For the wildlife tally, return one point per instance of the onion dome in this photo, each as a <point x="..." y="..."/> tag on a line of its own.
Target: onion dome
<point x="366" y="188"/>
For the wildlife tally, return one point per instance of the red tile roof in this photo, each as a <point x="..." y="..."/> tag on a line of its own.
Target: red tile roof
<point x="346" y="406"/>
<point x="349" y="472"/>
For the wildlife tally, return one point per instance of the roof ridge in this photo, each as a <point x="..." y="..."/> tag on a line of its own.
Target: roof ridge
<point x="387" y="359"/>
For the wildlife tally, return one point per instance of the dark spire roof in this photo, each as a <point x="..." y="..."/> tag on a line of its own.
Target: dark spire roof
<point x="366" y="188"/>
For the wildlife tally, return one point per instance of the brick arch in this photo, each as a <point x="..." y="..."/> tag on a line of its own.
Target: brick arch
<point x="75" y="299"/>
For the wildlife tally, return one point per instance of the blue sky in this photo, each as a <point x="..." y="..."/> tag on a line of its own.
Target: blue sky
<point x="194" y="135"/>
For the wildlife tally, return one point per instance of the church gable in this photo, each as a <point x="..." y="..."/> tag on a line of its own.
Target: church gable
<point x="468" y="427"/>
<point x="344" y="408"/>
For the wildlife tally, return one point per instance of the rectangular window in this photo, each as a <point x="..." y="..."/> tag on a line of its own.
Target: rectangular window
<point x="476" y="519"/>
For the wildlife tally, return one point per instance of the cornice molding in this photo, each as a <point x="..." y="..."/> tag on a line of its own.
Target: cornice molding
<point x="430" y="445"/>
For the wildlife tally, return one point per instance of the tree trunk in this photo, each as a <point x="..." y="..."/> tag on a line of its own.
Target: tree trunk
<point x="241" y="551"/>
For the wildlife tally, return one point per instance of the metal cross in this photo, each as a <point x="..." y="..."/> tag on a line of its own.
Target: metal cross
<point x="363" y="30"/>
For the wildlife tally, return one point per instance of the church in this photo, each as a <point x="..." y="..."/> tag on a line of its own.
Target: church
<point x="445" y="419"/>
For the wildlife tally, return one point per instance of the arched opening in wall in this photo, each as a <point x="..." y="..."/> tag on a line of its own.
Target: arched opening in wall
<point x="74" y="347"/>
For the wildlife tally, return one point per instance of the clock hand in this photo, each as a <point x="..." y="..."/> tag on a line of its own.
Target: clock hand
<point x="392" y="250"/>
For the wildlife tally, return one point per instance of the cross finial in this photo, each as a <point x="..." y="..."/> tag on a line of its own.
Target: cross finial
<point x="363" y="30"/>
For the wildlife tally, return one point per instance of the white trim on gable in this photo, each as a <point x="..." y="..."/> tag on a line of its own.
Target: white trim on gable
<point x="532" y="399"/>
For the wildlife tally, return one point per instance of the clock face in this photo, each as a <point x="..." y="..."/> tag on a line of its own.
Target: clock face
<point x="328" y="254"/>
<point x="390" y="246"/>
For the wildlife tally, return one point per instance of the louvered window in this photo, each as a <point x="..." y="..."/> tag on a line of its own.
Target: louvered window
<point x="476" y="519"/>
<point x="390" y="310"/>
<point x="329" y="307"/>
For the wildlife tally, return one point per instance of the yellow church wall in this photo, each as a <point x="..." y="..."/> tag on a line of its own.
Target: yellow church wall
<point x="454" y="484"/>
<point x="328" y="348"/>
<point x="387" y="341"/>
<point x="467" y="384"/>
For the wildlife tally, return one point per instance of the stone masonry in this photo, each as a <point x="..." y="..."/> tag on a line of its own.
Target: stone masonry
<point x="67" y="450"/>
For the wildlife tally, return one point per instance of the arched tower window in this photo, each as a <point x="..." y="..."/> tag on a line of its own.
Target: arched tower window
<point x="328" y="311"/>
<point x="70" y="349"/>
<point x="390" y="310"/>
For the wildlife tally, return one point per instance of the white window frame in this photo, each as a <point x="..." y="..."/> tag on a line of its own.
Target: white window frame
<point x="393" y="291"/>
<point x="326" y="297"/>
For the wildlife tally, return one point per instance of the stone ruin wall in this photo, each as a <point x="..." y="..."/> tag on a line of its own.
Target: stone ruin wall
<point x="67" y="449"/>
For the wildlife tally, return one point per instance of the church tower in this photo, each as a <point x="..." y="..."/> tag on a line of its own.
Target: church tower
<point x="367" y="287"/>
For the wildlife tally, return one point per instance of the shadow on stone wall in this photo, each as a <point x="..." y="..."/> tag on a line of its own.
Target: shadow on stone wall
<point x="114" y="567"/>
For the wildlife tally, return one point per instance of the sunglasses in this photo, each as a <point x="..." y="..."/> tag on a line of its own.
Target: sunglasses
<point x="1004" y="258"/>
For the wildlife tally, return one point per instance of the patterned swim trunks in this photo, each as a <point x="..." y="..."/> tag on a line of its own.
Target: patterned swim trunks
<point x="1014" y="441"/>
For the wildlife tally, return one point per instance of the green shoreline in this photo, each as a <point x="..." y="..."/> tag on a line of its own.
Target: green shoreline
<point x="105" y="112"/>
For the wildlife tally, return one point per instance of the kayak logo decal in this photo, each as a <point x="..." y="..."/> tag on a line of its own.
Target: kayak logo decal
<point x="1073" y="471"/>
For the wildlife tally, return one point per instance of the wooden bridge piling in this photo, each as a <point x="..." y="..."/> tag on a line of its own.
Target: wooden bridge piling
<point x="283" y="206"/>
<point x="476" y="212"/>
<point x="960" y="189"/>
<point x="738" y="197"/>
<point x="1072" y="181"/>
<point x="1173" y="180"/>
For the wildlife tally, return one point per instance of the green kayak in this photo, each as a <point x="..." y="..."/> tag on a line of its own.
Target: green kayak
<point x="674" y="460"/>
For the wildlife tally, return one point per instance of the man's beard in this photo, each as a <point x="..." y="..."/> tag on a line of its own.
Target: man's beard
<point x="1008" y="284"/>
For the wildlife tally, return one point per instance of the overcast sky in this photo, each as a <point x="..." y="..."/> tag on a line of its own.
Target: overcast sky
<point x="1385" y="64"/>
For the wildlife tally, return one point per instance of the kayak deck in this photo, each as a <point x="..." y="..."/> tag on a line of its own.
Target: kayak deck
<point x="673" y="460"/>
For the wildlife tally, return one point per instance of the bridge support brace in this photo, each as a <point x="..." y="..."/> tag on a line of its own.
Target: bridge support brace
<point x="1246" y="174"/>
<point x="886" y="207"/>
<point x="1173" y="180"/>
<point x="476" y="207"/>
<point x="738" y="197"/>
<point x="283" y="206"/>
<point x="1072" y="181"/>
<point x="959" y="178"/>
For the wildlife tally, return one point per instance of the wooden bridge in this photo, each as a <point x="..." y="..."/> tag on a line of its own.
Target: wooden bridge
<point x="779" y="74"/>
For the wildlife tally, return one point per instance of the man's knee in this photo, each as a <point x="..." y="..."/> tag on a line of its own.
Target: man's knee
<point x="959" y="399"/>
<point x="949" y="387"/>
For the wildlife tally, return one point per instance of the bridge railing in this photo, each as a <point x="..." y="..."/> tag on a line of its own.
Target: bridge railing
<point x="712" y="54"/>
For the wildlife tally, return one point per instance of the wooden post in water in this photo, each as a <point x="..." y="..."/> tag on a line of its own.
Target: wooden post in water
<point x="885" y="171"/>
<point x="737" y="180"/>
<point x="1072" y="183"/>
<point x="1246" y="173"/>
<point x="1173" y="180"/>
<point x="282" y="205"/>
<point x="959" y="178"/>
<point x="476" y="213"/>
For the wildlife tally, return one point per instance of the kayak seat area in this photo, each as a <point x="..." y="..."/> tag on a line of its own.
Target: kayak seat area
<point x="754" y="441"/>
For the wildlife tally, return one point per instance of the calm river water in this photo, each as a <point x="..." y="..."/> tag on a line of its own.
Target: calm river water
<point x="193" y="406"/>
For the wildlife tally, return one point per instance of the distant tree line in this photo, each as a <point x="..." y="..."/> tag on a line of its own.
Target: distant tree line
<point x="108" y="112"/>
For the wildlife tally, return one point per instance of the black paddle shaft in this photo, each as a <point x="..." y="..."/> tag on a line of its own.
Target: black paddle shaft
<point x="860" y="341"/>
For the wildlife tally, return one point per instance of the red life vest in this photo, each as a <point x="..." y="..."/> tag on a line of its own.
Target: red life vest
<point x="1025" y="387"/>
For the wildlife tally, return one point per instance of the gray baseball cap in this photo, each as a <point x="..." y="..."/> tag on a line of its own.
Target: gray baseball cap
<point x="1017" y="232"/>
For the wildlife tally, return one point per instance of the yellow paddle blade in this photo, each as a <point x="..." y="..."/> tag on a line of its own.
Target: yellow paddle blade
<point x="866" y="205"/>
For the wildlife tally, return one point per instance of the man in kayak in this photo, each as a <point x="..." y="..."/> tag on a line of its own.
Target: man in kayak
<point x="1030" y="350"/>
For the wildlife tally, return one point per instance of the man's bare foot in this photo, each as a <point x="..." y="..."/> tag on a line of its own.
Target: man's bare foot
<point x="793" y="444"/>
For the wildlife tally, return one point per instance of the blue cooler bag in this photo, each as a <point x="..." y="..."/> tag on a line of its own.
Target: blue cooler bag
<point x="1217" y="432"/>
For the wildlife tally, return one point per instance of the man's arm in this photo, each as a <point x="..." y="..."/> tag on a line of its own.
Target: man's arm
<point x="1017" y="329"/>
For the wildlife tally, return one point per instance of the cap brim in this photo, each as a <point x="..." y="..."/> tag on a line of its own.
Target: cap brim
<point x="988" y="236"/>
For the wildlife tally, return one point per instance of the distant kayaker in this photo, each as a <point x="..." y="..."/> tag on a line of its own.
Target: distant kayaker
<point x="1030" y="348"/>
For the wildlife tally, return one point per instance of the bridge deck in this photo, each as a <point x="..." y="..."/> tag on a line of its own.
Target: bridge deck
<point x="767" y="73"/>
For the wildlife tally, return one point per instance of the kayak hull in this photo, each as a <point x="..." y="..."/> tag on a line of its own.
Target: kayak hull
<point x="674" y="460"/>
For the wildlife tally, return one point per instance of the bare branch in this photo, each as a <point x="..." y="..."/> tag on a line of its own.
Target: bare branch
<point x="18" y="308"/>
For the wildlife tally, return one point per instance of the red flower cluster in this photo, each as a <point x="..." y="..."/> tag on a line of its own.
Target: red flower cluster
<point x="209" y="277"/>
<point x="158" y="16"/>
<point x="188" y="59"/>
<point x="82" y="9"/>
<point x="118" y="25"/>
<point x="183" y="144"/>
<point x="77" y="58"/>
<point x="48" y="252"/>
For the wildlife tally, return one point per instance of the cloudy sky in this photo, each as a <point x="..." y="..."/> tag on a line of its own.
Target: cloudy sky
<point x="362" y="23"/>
=-=-=-=-=
▶ _The task_: Please give again only the lines from the start of the material through the line holding "the church in", exactly as they are written.

▶ _Result of the task_:
For the wildlife tally, return one point per instance of the onion dome in this photo, each as a <point x="..." y="..."/> tag on a line of its own.
Target: onion dome
<point x="366" y="188"/>
For the wildlife tally, return one point per instance of the red tile roof in this photo, each as a <point x="..." y="..."/> tag on a line of its own.
Target: red tile roof
<point x="346" y="406"/>
<point x="349" y="472"/>
For the wildlife tally, return one point per instance of the roof ridge in this photo, each as a <point x="..." y="..."/> tag on a line of its own.
Target: roof ridge
<point x="387" y="359"/>
For the wildlife tally, return one point per instance of the dark spire roof in this photo, each as a <point x="..." y="..."/> tag on a line of its own.
Target: dark spire roof
<point x="366" y="188"/>
For the wildlife tally, return one point per instance of the brick arch in this photo, each as a <point x="..." y="..."/> tag on a line of its own.
Target: brick arch
<point x="75" y="299"/>
For the wildlife tally, return one point per instance of the blue sky in this photo, each as a <point x="..." y="..."/> tag on a line of its own.
Target: blue sky
<point x="194" y="135"/>
For the wildlife tally, return one point per instance of the church gable in this photo, each as a <point x="..." y="..."/> tag on a line of its own.
Target: church gable
<point x="468" y="427"/>
<point x="344" y="408"/>
For the wildlife tally, return one point per instance of the rectangular window in this photo, each as a <point x="..." y="..."/> tag on a line of its own.
Target: rectangular window
<point x="476" y="519"/>
For the wildlife tally, return one point per instance of the cornice molding in this photo, each as a <point x="..." y="..."/> tag on a line of its own.
Target: cornice molding
<point x="430" y="445"/>
For the wildlife tally, return one point per instance of the tree trunk in this photo, each as a <point x="..." y="..."/> tag on a line of its own.
Target: tree trunk
<point x="241" y="551"/>
For the wildlife tally, return one point per instance of the metal cross in this photo, each as a <point x="..." y="..."/> tag on a line of its own.
Target: metal cross
<point x="363" y="30"/>
For the wildlife tally, return one point per instance of the church in this photo, each as a <point x="..." y="..."/> tag on a line of its own.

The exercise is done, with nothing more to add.